[begin GIVEN RECORDS]

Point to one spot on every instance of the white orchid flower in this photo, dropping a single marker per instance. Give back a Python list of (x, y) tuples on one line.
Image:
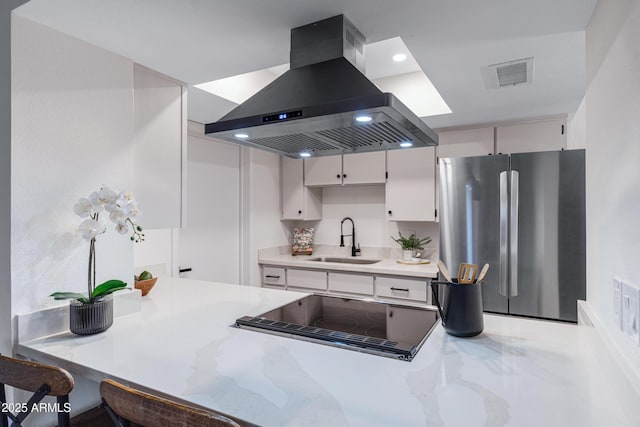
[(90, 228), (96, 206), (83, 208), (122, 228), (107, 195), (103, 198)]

[end GIVEN RECORDS]
[begin GIVEN RECORDS]

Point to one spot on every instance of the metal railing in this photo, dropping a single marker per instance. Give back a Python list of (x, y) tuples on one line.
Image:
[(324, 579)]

[end GIVEN RECORDS]
[begin GIVEN RECORDS]

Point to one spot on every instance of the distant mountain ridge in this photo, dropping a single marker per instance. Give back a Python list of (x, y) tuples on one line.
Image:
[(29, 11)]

[end GIVEN RECORDS]

● INSTRUCTIONS TO FOLLOW
Copy out the lines starting at the one containing "Point to one spot on every instance of the metal" and ending at the one containing "[(324, 579)]", swapping "metal railing" for "wooden fence" and keeping everything else the same.

● RESPONSE TO THIS TASK
Point to one spot on every instance of the wooden fence in this photo, dropping a single marker per instance. Give back a Python list of (x, y) tuples on one line.
Image:
[(324, 579)]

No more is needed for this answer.